* TASK BRIEF:
Please tally the lines in the items below that contain the word "potato", treating uppercase and lowercase as different, and give only the number.

* ENTRIES:
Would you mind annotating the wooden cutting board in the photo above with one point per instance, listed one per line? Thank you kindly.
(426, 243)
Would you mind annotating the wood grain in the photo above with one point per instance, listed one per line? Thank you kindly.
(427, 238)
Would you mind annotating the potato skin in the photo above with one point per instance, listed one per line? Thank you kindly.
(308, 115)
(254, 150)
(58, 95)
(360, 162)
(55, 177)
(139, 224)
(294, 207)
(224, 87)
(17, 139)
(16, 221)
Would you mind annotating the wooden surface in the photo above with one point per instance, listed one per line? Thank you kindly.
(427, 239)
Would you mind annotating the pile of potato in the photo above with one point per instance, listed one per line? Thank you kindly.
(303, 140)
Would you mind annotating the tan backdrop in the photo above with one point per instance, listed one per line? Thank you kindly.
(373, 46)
--
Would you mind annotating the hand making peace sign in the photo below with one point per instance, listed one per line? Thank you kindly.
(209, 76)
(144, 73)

* SOLVED EXERCISE:
2